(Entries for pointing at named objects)
□ □ □ □ □ □ □

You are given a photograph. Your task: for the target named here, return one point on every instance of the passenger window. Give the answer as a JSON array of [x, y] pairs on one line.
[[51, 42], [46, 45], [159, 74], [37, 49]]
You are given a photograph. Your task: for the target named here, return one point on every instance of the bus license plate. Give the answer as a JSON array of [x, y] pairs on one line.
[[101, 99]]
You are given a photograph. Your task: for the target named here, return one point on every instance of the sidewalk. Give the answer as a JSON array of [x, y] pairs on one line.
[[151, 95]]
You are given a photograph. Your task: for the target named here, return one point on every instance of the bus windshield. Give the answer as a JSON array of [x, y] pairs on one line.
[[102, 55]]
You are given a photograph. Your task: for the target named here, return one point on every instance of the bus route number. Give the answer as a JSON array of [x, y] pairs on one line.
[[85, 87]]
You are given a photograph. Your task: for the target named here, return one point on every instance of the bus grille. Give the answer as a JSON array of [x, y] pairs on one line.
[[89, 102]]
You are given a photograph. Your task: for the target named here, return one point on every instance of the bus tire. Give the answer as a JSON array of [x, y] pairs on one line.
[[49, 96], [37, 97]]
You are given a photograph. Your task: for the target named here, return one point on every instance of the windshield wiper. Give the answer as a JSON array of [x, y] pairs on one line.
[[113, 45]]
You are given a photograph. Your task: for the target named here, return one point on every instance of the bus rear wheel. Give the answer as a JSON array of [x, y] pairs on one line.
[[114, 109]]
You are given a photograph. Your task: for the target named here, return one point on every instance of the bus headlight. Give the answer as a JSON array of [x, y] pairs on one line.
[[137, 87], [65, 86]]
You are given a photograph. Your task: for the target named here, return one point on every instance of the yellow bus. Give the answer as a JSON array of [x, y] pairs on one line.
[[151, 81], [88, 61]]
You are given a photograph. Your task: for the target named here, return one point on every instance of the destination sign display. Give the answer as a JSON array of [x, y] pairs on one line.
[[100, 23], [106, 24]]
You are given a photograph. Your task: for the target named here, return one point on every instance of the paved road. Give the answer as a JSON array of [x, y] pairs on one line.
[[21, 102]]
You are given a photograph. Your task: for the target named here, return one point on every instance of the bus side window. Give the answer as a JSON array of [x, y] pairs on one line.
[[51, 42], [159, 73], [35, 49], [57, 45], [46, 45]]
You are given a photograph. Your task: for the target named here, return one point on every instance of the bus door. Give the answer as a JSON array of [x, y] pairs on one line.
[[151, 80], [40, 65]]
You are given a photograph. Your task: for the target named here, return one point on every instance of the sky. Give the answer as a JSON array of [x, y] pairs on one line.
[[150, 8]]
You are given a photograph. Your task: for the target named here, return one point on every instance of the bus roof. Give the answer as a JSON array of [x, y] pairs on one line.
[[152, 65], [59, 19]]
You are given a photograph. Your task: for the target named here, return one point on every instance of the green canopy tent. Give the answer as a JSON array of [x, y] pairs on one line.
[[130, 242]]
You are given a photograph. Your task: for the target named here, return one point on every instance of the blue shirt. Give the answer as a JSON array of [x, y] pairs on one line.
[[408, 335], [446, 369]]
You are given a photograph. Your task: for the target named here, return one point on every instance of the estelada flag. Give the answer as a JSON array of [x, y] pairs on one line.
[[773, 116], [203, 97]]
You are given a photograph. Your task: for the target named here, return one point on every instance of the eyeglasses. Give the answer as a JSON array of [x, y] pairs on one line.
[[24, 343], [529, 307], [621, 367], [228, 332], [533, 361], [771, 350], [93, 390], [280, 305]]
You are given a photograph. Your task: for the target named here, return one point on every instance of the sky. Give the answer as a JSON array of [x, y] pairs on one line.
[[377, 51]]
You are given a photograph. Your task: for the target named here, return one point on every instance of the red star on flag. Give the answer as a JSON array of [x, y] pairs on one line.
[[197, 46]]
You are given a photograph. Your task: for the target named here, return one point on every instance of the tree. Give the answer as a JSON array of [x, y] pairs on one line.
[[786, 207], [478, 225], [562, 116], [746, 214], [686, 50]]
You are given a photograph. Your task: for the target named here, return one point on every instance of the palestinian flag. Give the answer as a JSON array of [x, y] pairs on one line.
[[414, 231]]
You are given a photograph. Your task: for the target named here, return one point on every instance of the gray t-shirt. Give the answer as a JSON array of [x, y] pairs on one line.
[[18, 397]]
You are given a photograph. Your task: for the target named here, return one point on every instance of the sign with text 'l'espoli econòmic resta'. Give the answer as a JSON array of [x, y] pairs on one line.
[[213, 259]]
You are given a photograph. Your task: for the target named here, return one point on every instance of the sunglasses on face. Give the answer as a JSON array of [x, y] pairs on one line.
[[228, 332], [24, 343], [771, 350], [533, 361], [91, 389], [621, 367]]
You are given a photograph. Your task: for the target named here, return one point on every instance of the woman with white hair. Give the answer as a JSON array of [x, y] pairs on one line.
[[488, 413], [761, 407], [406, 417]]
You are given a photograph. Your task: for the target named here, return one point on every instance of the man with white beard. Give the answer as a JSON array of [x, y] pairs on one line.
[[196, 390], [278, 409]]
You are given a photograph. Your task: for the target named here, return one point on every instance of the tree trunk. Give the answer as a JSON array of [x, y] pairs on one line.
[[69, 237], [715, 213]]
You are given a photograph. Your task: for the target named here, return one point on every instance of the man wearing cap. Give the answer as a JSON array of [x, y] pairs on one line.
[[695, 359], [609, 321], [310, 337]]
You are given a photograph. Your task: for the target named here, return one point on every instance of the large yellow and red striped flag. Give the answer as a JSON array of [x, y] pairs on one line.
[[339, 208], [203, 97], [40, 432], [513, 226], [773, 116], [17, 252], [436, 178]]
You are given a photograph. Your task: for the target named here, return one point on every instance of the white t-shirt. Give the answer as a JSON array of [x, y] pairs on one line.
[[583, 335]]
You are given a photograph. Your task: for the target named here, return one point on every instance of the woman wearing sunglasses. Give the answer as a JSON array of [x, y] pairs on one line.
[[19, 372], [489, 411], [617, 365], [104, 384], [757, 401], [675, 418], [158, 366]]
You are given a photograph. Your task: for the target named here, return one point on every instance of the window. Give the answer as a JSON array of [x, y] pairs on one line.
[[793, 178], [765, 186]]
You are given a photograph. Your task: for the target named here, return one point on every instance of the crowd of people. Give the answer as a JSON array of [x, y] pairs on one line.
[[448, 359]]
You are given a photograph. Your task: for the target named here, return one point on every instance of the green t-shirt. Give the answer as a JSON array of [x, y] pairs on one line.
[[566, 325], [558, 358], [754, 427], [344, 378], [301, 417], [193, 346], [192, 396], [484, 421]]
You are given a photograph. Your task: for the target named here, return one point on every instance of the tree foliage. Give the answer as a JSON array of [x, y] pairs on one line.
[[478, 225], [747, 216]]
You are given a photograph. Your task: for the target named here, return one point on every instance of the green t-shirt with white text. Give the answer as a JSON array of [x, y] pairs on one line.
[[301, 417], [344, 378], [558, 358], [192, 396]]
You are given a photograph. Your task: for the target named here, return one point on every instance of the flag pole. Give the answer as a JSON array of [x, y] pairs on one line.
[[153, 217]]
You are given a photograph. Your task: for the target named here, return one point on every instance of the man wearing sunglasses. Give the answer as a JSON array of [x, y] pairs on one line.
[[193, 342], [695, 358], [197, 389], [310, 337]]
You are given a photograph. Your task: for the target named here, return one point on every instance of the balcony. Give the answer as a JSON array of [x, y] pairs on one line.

□ □ □ □ □ □ □

▶ **Stated exercise**
Copy every one of the lines above without changing a single character.

▶ **Exercise answer**
You are given a photograph. Your task: for the target named here, return one point on every instance of the passenger window. Give the answer as a JSON array of [x, y] pairs on one line.
[[51, 42], [46, 45], [159, 74], [37, 49]]
You are given a photograph. Your task: for the target named here, return one point on every instance of the bus license plate. Give the answer as a JSON array of [x, y] pairs on one line.
[[101, 99]]
You are given a photograph. Your task: for the target named here, return one point on every instance of the sidewalk. Give the answer as a JSON array of [x, y] pairs on one line.
[[151, 95]]
You are given a photograph. Your task: for the target named here, return one point on every instance of the bus windshield. Give the answer as a JSON array of [x, y] pairs on one line.
[[102, 55]]
You are given a photograph. Your task: for the target named here, return one point on every instance of the bus route number. Give the answer as a JSON array of [x, y] pairs on one line.
[[85, 87]]
You are given a photograph. Your task: for the target named here, return one point on every instance of the bus grille. Give the answer as a JSON array of [x, y] pairs on one line.
[[89, 102]]
You are given a photograph. Your task: for the target named here, return one point on every instance of the bus tire. Give the answer as a JSON array of [x, y] pairs on one line.
[[49, 96], [37, 97]]
You are given a photograph. Your task: for the target named here, return one point on every instance of the windshield wiper. Give the answer as a JSON array of [x, y] pairs on one line.
[[113, 45]]
You are given a photograph. Your task: for the target named here, return one point on every instance of the bus rear wheel. Give the answer as a JSON array of [x, y] pairs on one line.
[[114, 109]]
You are given a photograph. Your task: for the target named here, return one point on every instance of the bus headlight. Give the answer as a JSON array of [x, y] pairs on one line.
[[137, 87], [65, 86]]
You are given a photograph. Your task: for the target named here, return one point on every instance of the yellow bus. Give the answer as a JSON array of [x, y] pairs on one line.
[[151, 81], [88, 61]]
You are given a photograph. Your task: for the target named here, return one point on every instance of the destination sign display. Give the answer as a JSON array of [x, y] pairs on one line.
[[100, 23], [106, 24]]
You are given a photograph. Your task: for the target named here, return one point on every instance of the paved road. Give the answer as a JSON array of [x, y] pairs on one line.
[[21, 102]]
You are given a photograph. Your task: for the target named here, return one point on every instance of the bus side window. Give the answer as a JSON array of [x, y] pairs on one line.
[[51, 42], [159, 73], [35, 49], [57, 45], [46, 45]]
You are given a photograph. Your task: for the target named here, return one point on every instance of the bus door. Give the answer as a JSON array of [x, y] pairs on one line.
[[151, 80], [40, 65]]
You are given a photograph. Your task: for the target named here, return one point on every instance of the sky. Give the answer as a JSON array of [x, y] pairs on one line.
[[150, 8]]
You are given a photograph. Your task: for the target named here, return one point on every instance of the bus roof. Give the answer as a JSON array of [x, y] pairs on one line.
[[152, 65], [59, 19]]
You are given a photograph. Your task: for the target named here, return one point on every instance of the green canopy tent. Give the answer as a JSON array of [x, y] pairs on one line.
[[130, 242]]
You are given a photograph. Your task: for the target named here, return one point on every instance of the blue shirt. Give the answer as a JSON array of [x, y] pairs on one line.
[[408, 335], [446, 369]]
You are given a photograph. Your task: for the target named here, return one point on every instance of the estelada flag. Give the answer as a JSON array of [x, y] pairs on one line.
[[773, 116], [203, 97]]
You are given a photograph. Your task: for the target named here, return one point on every instance of the eyeglasses. Give the answer as a JSON array of [x, y] pairs on one line.
[[24, 343], [529, 307], [621, 367], [228, 332], [533, 361], [771, 350], [93, 390], [280, 305]]
You are given a photograph. Your task: for the target named here, return one point on every instance of the sky. Give the answer as a JSON array of [x, y] pairs on one line.
[[377, 51]]
You are given a photograph. Your task: for the target named here, return one point on every instance of the red star on flag. Give the answer as a JSON array of [x, y] pairs on one line.
[[197, 46]]
You are given a photograph. Your task: for the target named here, return one point on every instance of the tree. Give the answer as a JSON array of [x, y] pairs on one line.
[[786, 207], [478, 225], [562, 116], [746, 214], [686, 50]]
You are given a photograph. Your task: for the target named here, return one point on every instance of the palestinian flag. Give the answer as a JSON array of [x, y] pairs on one line.
[[414, 231]]
You are given a photograph. Your task: for the target named here, return one point on every instance of the gray t-shirt. Give the answer as a JSON array of [x, y] pairs on one line.
[[18, 397]]
You are given a photograph. Your task: for the target named here, return one point on every instance of the sign with text 'l'espoli econòmic resta'. Give the answer as a JSON array of [x, y] pairs on one line.
[[213, 259]]
You are given a photograph. Your task: for the target named here, return one point on every instance of the sunglasses on face. Give the answer as a JSON array of [x, y] pairs on one line.
[[228, 332], [24, 343], [771, 350], [533, 361], [91, 389], [621, 367]]
You are given a photograph. Your task: for the target named here, return one point on every instance of the woman with white hair. Give the answer as a JSON array of [x, y] pairs on one line.
[[488, 413], [761, 407], [406, 417]]
You are given a photograph. Your task: for the target named here, return one point on every instance of the man with white beard. Give the answer as a JSON array of [x, y] pairs on one line.
[[196, 390], [278, 409]]
You are given a photograph. Your task: for the target named here, return one point on every instance of the tree trunk. Give the answer as a JSON array of [x, y] pairs on one line.
[[69, 237], [715, 213]]
You are given a photograph. Your task: for the target named here, return one point on every instance of the man wearing cap. Give the answer as a JSON array of [x, y] pairs on one line.
[[695, 359], [609, 321], [310, 337]]
You are given a photograph. Your task: for the target named here, return one point on every instance of the large yellow and red striped flag. Give the answer as a JSON array of [x, y] pairs on one line.
[[339, 208], [203, 97], [40, 432], [513, 226], [773, 116], [17, 252], [436, 178]]
You are given a photograph. Your task: for the target named here, return one point on every instance of the white t-shirt. Give the answer as a JSON array of [x, y] pairs on one line.
[[583, 335]]
You are given a photograph. Your task: for the target named here, return one point on every instance of the woman wearing sunglasses. Give the answer as a JSON array of [x, y] pairs on one line.
[[19, 372], [489, 411], [617, 365], [104, 384], [757, 401], [675, 418], [158, 366]]
You are given a photograph. Your task: for the target named here, return one point on every instance of the window. Give the answer as a JSON array of [x, y] pairs on one line.
[[793, 178], [765, 186]]
You are given a photograph. Your task: for the target named here, return one point on every instance of the crowd of people. Give the answer as a JSON array of [x, y] pairs on one line.
[[448, 359]]
You are given a photograph. Your task: for the target named here, return one point on every instance of the green t-shirt. Give the answer as a JSON array of [x, y] pairs on one line.
[[566, 325], [558, 358], [754, 427], [344, 378], [301, 417], [193, 346], [192, 396], [484, 421]]
You are given a photograph. Your task: for the target named here, return one point on every instance of the tree foliage. Give the answer as a JSON array of [x, y] pairs on one line.
[[478, 225], [747, 216]]
You are given a photograph. Your task: for the target named here, return one point on every instance of the green t-shirt with white text. Give the answer as a JSON array of [x, y] pairs on one line.
[[301, 417], [344, 378], [558, 358], [192, 396]]
You are given a photograph. Your task: for the target named here, return one point on every instance of the flag pole. Give the answer as a JSON array of [x, y] pairs on one line.
[[153, 217]]
You are given a photograph. Your task: for the target named here, return one point on every instance of the man wearing sunglasses. Give the answer as a JSON array of [x, y] pairs on one line.
[[193, 342], [695, 358], [197, 389], [310, 337]]
You are given a photograph. Your task: for the target named here, return one point on every instance of the balcony. Give the answer as a JSON array of [x, y] pairs on one line.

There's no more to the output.